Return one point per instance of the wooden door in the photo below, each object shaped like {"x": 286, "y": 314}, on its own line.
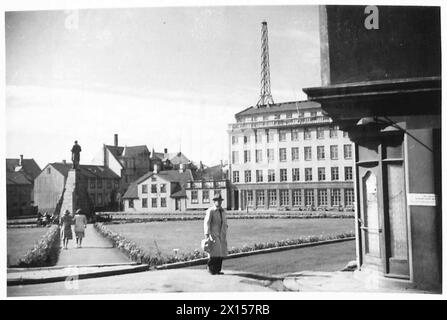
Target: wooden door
{"x": 371, "y": 224}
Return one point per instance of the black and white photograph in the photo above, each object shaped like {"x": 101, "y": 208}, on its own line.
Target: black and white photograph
{"x": 268, "y": 150}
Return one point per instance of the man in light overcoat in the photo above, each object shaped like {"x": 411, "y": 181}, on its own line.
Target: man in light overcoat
{"x": 215, "y": 227}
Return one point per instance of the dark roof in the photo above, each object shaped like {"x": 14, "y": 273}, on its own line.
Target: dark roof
{"x": 90, "y": 171}
{"x": 99, "y": 171}
{"x": 157, "y": 155}
{"x": 18, "y": 178}
{"x": 179, "y": 180}
{"x": 116, "y": 151}
{"x": 176, "y": 176}
{"x": 61, "y": 167}
{"x": 179, "y": 194}
{"x": 128, "y": 152}
{"x": 29, "y": 166}
{"x": 135, "y": 151}
{"x": 177, "y": 158}
{"x": 284, "y": 106}
{"x": 210, "y": 173}
{"x": 132, "y": 191}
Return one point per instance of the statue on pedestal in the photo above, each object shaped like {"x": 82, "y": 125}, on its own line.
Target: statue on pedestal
{"x": 76, "y": 155}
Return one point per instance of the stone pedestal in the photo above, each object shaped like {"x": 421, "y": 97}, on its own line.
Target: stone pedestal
{"x": 75, "y": 194}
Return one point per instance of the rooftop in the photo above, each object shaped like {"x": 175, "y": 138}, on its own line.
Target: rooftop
{"x": 92, "y": 171}
{"x": 279, "y": 107}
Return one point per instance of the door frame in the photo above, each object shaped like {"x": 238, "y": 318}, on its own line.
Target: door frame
{"x": 382, "y": 263}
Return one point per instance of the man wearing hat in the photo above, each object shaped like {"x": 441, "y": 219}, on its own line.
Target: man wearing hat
{"x": 80, "y": 222}
{"x": 215, "y": 229}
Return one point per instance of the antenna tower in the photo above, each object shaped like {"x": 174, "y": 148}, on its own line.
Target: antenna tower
{"x": 266, "y": 96}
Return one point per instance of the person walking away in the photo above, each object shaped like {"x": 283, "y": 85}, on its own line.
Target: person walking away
{"x": 66, "y": 222}
{"x": 215, "y": 228}
{"x": 80, "y": 222}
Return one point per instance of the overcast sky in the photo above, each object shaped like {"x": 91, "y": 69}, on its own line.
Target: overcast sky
{"x": 165, "y": 77}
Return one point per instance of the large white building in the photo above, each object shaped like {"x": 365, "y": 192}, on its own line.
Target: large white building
{"x": 289, "y": 156}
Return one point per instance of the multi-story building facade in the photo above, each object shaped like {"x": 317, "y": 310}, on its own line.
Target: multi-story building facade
{"x": 289, "y": 156}
{"x": 20, "y": 175}
{"x": 98, "y": 186}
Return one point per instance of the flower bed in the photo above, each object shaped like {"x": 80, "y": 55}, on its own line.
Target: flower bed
{"x": 45, "y": 252}
{"x": 133, "y": 218}
{"x": 137, "y": 254}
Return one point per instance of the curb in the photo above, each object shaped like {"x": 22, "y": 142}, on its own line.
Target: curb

━━━━━━━━━━━━━━━━━━━━━━━━━━━━━━

▶ _YOUR OBJECTIVE_:
Copy the records above exactly as they stand, starting at the line containing "Return one point per instance of the large" and running through the final line of the records, with both ends included.

▶ _OUTPUT BELOW_:
Return one point per instance of the large white building in the photo above, each object shaped like {"x": 365, "y": 192}, on its own line.
Target: large white building
{"x": 289, "y": 156}
Return one point per instance of the multi-story building facade in the photo above, each object shaped like {"x": 317, "y": 310}, on its own line.
Target: multi-story building facade
{"x": 289, "y": 156}
{"x": 20, "y": 175}
{"x": 98, "y": 186}
Return one point per instance of the flower bed in the photo above, each object shaped like {"x": 80, "y": 55}, on its own line.
Target: flower bed
{"x": 45, "y": 252}
{"x": 133, "y": 218}
{"x": 137, "y": 254}
Return one point per instance of the curb in the photo above, each object shaped like {"x": 22, "y": 142}, on its own line.
Target: curb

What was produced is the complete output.